PASSAGE.
┄┄┄┄┄┄
'The minute I tell couples to use condoms or suggest permanent birth control, they ignore it or just change the topic.'
India has surpassed China to become the world's most populous nation with 1.4286 billion people, shows the latest United Nations data, even as UN projections estimate that the country's population is expected to grow for the next three decades after which it will begin declining.
Bihar, one of India's least developed states, had the highest fertility rate of 2.98.
State health officials estimate in Bihar's Kishanganj district, the fertility rate is 4.8 or 4.9.
Successive state governments have been aware of the population growth problem, particularly in Kishanganj, and have mounted programmes to curb it.
Besides the free distribution of condoms and birth control pills, the state pays Rs 3,000 to women who get sterilised and Rs 4,000 to men, and 500 rupees per surgery to the health workers who perform them.
Yet the results have been poor.
India's fertility rate fell to 2.0 in 2019-2021, but Bihar has the highest fertility rate with some families expecting women to have at least five children, preferably sons.
┄┄┄┄┄┄
INFORMATION SHOWN.

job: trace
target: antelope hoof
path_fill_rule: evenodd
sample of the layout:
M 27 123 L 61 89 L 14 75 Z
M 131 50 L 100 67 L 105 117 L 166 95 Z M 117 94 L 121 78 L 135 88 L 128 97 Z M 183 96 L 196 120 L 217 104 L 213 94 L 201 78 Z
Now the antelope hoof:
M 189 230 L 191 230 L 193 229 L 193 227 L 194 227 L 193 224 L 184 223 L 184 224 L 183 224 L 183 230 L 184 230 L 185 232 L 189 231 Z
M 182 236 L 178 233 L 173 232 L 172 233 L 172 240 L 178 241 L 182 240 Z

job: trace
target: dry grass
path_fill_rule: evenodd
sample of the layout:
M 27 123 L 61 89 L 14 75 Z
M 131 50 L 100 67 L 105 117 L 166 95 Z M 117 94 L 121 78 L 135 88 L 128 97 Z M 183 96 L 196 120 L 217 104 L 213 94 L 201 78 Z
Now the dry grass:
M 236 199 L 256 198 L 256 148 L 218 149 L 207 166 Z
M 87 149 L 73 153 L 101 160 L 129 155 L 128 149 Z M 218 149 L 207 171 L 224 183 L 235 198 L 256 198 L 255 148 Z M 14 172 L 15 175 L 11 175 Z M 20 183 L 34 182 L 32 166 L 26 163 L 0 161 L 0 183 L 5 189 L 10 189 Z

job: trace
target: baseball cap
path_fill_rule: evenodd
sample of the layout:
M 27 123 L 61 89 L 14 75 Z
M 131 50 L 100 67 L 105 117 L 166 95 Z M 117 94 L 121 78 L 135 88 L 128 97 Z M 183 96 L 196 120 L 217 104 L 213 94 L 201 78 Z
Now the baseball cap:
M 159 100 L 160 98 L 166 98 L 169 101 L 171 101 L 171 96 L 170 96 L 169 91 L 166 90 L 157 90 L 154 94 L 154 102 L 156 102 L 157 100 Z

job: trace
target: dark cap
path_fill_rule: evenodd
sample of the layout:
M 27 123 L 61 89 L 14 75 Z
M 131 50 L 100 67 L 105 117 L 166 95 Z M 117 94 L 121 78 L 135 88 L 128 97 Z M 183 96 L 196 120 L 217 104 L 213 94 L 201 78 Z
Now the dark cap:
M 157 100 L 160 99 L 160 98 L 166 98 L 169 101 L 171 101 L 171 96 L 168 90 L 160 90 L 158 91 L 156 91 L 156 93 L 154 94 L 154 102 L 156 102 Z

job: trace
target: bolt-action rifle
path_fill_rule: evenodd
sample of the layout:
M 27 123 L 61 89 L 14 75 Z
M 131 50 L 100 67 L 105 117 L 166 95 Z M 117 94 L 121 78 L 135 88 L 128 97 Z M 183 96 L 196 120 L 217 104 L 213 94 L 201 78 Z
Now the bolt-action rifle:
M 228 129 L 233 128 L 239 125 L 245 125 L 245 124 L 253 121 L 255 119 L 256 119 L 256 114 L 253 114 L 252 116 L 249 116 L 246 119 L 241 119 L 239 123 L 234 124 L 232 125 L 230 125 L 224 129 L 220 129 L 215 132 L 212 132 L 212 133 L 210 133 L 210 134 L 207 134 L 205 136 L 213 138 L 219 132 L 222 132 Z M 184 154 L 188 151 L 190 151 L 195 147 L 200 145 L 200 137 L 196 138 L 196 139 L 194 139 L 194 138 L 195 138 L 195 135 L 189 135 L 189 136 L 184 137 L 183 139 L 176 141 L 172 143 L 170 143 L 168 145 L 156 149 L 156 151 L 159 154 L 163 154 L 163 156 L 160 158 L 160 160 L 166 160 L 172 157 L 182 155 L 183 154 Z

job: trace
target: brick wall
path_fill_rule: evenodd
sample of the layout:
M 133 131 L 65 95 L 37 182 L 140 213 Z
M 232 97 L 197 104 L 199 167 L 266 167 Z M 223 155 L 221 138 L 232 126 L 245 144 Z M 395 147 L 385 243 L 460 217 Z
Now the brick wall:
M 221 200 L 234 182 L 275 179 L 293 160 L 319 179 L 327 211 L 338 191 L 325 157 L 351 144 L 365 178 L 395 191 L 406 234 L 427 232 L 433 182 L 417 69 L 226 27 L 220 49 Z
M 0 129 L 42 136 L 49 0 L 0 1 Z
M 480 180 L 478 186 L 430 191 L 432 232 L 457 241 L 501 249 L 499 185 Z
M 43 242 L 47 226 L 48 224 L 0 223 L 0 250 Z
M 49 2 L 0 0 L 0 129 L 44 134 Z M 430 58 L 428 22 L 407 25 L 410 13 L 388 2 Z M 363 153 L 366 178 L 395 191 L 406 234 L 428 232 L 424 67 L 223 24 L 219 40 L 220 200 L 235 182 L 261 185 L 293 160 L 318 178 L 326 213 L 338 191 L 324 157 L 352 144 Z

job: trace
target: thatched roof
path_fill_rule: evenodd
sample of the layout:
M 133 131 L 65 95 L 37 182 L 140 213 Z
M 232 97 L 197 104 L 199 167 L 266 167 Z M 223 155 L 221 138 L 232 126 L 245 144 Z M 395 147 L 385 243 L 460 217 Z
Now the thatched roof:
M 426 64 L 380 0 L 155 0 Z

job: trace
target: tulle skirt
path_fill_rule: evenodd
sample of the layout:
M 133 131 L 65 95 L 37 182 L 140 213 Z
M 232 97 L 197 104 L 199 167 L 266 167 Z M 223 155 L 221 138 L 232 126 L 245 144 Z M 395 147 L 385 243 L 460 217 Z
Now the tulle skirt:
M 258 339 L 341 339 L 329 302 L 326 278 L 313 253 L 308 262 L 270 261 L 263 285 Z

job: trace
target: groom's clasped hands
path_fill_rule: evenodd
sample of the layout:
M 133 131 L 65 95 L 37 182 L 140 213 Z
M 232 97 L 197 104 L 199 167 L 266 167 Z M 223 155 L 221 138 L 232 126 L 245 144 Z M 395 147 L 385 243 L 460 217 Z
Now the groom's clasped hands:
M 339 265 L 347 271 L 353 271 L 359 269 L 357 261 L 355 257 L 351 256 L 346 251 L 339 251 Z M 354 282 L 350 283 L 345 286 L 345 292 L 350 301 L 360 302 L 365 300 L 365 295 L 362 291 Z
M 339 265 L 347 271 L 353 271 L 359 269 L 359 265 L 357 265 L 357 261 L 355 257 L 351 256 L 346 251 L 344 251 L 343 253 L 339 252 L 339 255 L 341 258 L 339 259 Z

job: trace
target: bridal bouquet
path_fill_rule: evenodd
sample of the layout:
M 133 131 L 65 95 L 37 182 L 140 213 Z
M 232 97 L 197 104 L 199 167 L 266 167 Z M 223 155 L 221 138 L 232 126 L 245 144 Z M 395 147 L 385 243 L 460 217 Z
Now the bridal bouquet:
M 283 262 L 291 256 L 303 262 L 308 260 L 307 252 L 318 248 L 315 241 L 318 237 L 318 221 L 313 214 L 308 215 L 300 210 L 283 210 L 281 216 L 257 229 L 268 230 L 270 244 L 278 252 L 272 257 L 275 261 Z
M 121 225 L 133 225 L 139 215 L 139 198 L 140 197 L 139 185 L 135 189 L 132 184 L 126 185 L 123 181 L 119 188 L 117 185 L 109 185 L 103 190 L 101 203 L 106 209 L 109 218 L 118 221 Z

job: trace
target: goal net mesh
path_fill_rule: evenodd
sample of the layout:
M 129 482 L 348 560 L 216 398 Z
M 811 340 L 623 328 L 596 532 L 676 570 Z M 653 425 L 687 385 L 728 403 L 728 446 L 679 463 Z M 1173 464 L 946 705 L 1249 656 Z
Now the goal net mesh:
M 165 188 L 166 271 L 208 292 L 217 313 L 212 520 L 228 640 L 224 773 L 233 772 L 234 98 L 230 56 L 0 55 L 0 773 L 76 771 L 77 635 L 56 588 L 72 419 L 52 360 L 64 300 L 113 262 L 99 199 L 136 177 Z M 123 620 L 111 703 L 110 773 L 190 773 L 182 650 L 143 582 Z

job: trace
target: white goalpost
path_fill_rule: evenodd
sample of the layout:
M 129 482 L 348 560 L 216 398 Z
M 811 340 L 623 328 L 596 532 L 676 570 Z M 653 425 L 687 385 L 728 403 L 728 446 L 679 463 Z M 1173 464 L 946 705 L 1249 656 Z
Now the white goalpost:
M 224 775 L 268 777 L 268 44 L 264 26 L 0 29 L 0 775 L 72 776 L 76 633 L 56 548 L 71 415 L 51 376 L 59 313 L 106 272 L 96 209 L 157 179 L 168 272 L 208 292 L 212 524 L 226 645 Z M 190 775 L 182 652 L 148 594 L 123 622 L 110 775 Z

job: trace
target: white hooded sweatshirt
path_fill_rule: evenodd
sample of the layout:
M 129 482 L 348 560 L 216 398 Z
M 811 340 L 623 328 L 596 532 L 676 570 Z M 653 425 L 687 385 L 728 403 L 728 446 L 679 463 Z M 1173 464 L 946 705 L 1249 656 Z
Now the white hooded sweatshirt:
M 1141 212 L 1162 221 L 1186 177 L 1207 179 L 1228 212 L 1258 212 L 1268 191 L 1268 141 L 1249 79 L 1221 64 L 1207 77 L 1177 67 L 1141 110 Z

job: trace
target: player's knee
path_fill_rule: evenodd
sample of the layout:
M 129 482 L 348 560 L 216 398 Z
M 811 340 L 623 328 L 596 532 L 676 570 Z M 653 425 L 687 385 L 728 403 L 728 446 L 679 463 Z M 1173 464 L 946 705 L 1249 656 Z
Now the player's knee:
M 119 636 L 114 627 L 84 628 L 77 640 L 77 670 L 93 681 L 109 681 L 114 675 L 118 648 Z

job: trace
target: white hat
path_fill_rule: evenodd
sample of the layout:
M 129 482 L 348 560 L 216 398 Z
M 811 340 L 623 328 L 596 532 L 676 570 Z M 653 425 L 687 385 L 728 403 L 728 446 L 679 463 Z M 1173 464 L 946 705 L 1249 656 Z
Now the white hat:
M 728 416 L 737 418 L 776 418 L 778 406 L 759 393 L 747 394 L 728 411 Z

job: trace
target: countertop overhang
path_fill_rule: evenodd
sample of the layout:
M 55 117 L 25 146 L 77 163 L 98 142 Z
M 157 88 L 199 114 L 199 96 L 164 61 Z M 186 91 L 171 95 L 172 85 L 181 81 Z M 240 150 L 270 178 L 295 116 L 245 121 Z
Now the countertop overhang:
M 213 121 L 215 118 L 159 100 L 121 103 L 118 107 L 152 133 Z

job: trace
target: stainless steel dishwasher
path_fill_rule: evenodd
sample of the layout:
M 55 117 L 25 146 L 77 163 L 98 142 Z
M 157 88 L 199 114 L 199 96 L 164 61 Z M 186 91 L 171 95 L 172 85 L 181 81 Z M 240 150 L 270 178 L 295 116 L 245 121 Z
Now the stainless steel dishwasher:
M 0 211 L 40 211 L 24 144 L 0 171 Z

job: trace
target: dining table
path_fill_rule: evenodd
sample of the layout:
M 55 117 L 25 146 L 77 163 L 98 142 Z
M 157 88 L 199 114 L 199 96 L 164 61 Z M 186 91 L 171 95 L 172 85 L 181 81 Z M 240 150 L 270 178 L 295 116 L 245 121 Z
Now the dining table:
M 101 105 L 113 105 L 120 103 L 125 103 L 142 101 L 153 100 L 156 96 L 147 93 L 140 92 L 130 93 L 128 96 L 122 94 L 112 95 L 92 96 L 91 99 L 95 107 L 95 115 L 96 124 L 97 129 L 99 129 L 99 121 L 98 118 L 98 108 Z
┄┄┄┄┄┄
LIST OF TASKS.
A – Print the section of the passage on India's population starting with "State health officials" and going on through "children, preferably sons.".
B – Carry on the passage on India's population and Bihar's fertility rate from its last sentence.

RESULTS OF THE EXERCISE.
A –
State health officials estimate in Bihar's Kishanganj district, the fertility rate is 4.8 or 4.9.
Successive state governments have been aware of the population growth problem, particularly in Kishanganj, and have mounted programmes to curb it.
Besides the free distribution of condoms and birth control pills, the state pays Rs 3,000 to women who get sterilised and Rs 4,000 to men, and 500 rupees per surgery to the health workers who perform them.
Yet the results have been poor.
India's fertility rate fell to 2.0 in 2019-2021, but Bihar has the highest fertility rate with some families expecting women to have at least five children, preferably sons.

B –
"I talk to women while they are experiencing labour pain and nudge them to undergo sterilisation immediately after delivery," said Parvati Rajak, a medical officer in one of Kishanganj's seven government health centres. "But the final choice is always made by the family."
"The state government's focus is to ensure that policy interventions percolate to the ground, its mechanisms such as free sterilisation, temporary birth control instruments are used actively," said Sanjay Kumar Pansari, director in the Bihar government's directorate of economics and statistics.
Just minutes after giving birth to her fifth child, Zamerun, who is married to mason Mohammad Wasim, 40, said she would try to secure permission from her husband to undergo sterilisation before leaving for home, who later agreed to the procedure.
"My body cannot take this pressure of having babies anymore," she told Reuters. "I have been lucky to survive each time."
"For the fourth time I have had a girl...now I will wait for a few years before I try to have a boy," said Chandani Devi, 36, as she tried to fight back tears in a hospital ward after her delivery.
Kumari, a government health worker, offers condoms and birth control pills for free in the Kishanganj district and talks to the couples about birth control and the benefits of having just two children in Kishanganj, which has the highest fertility rate of any district in India, soon to be the world's most populous nation.
"The minute I tell couples to use condoms or suggest permanent birth control, they ignore it or just change the topic," Kumari told Reuters.